[Lesetext]:
4. -Auf deinem Bild ist doch ne XFX 280/X? Kannst den nicht verwenden?


----------



## Sinusspass (12. September 2019)

*AW: Kann man zwei  Radiatoren von AIO´s per Push-Pull Sandwichen?*

Ich würde einfach einen Nachrüstluftkühler nehmen, das wird auch nicht so teuer und funktioniert auch gut.


----------



## unterhosendieb (12. September 2019)

*AW: Kann man zwei  Radiatoren von AIO´s per Push-Pull Sandwichen?*

Eine Custom Kühlung für alle Komponenten werde ich wohl erstmal ausschließen, dafür ist zu viel Hardwarewechsel im Gehäuse 

So ein Adapter für den hinteren Kühler ist natürlich interessant. Müsste ich nur schauen, ob die Breite zwischen Plexiglas und Board passt✔direkt vorgemerkt!
Die good old xfx war nur Kandidat auf Übergang, welche dann auf Ebay gelandet ist. Zu dem Zeitpunkt wusste ich noch nicht, dass ich mir doch den Blower der RX antun werde. Aber es gibt immer wieder auf ebay-kleinanz. einzelne Lüfter mit dem passenden Abstand, teilweise auch für 10€.  Das wäre wohl dann ein Plan B.

Ich muss wohl sowieso noch warten, bis die AiO eintrifft...vllt kann ich übers WE neue Erkenntnisse liefern.


----------



## unterhosendieb (22. September 2019)

*AW: Kann man zwei  Radiatoren von AIO´s per Push-Pull Sandwichen?*

Zum Ergebnis:

Die Kühlung ist angekommen und ließ sich ganz gut auf die RX 5700 pflanzen. Eingebaut und festgestellt, dass Null Platz vorhanden ist. Die Sandwichmethode habe ich probiert, dabei ging die Temperatur der GPU trotzdem auf 80° hoch, der Hotspot lag bei 102°.

Ich war drauf und dran ein anderes Gehäuse zu bestellen, was ich dann aber doch zu schade fande (das jetzige Riotoro ist erst 1,5 Monate im Einsatz). Also habe ich mich entschlossen, den Radiator ans Seitenteil zu bauen und dafür ein Stück auszuschneiden. Mehr als schief gehen kann es ja nicht 

In den Bildern sieht man die Ergebnisse, aber auch die argen Platzverhältnisse. Jedoch war die Aktion ein voller Erfolg. Das Case habe ich gerade so geschlossen bekommen. Die Temperatur der GPU ist jetzt bei 65 °, der Hotspot ging abwärts auf 85°. Das klingt vllt viel, aber die Karte läuft auch bei 1200mv mit 2060mhz im Kern, und 905mhz im Speicher. Das hat sich auch beim Benchen bemerkbar gemacht. Out of the Box erzielte die Karte 7720 Grafikpunkte im Time Spy. Jetzt liegt die Karte bei 8750 punkten...ein ordentlicher Zugewinn, zumal die Lautstärke endlich gebannt ist.   

Die unsauberen Ränder am Seitenteil werde ich nochmal mit dem Dremel überarbeiten und dann im 3D-Drucker ein Seitenteil in AMD-Optik mit Staubschutzfilter ranpappen...dann isst das Auge auch wieder mit


----------

[Zu bearbeitende Aufgaben]:
1 - Gib den Forenthread zwischen „Eine Custom Kühlung“ und „neue Erkenntnisse liefern.“ einschließlich wieder und ändere dabei „Adapter“ in „Halter“.
2 - Auf wie viele Grafikpunkte im Time Spy kommt die Karte laut dem Forenthread nach dem Umbau?

[Vorliegende Daten]:
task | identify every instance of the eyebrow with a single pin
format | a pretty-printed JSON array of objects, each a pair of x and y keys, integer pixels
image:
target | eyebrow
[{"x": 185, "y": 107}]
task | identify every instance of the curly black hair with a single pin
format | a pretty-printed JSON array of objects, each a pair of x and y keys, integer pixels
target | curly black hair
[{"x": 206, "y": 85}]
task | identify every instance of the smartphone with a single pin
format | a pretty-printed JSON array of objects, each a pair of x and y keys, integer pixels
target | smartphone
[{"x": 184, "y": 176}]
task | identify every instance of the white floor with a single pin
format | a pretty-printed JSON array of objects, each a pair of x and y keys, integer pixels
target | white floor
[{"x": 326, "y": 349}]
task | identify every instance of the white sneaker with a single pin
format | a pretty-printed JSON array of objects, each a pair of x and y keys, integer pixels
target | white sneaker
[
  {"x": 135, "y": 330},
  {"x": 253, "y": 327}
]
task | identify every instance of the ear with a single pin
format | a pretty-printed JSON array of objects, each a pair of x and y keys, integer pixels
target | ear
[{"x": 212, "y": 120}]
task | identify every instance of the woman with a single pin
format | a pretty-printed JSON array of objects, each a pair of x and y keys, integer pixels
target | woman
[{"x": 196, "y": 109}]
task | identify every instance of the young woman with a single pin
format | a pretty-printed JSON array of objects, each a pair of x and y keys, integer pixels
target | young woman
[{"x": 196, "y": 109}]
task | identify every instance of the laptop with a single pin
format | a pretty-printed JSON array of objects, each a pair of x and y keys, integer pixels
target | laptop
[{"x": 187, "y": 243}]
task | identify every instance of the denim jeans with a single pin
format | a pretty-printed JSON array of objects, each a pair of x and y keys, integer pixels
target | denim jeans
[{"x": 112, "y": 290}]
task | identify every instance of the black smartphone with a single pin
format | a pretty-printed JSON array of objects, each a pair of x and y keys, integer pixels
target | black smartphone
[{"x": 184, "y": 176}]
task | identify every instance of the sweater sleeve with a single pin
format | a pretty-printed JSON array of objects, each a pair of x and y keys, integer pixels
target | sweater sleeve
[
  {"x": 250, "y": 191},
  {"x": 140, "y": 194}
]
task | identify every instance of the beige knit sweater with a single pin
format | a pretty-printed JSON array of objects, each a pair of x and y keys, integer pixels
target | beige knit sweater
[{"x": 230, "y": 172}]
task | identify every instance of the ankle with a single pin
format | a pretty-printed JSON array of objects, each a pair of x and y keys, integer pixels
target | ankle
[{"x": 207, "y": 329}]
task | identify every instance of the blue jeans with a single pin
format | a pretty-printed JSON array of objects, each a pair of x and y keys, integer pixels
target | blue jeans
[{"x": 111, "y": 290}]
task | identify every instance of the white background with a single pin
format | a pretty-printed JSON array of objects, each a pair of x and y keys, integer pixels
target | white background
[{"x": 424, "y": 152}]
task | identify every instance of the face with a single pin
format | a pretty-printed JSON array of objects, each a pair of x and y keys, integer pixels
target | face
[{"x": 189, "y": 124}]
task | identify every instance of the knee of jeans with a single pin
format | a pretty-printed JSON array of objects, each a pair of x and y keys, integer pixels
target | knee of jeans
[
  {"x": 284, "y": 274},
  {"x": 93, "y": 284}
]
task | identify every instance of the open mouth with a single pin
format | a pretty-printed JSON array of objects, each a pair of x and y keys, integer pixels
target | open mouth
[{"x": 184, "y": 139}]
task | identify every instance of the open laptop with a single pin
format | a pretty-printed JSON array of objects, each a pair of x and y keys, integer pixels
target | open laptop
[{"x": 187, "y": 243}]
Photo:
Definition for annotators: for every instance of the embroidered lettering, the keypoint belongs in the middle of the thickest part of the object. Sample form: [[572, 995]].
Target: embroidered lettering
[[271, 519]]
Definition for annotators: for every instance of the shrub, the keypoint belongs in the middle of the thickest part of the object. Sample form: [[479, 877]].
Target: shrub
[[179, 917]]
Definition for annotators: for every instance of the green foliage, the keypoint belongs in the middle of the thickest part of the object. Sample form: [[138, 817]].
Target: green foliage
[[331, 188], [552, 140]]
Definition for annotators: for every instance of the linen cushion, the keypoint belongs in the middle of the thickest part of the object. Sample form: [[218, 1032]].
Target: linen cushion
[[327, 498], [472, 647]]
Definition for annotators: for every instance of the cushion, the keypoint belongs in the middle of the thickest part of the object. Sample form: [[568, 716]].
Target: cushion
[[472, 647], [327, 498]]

[Lösungen]:
1 -
Eine Custom Kühlung für alle Komponenten werde ich wohl erstmal ausschließen, dafür ist zu viel Hardwarewechsel im Gehäuse 

So ein Halter für den hinteren Kühler ist natürlich interessant. Müsste ich nur schauen, ob die Breite zwischen Plexiglas und Board passt✔direkt vorgemerkt!
Die good old xfx war nur Kandidat auf Übergang, welche dann auf Ebay gelandet ist. Zu dem Zeitpunkt wusste ich noch nicht, dass ich mir doch den Blower der RX antun werde. Aber es gibt immer wieder auf ebay-kleinanz. einzelne Lüfter mit dem passenden Abstand, teilweise auch für 10€.  Das wäre wohl dann ein Plan B.

Ich muss wohl sowieso noch warten, bis die AiO eintrifft...vllt kann ich übers WE neue Erkenntnisse liefern.

2 - 8750 Punkte.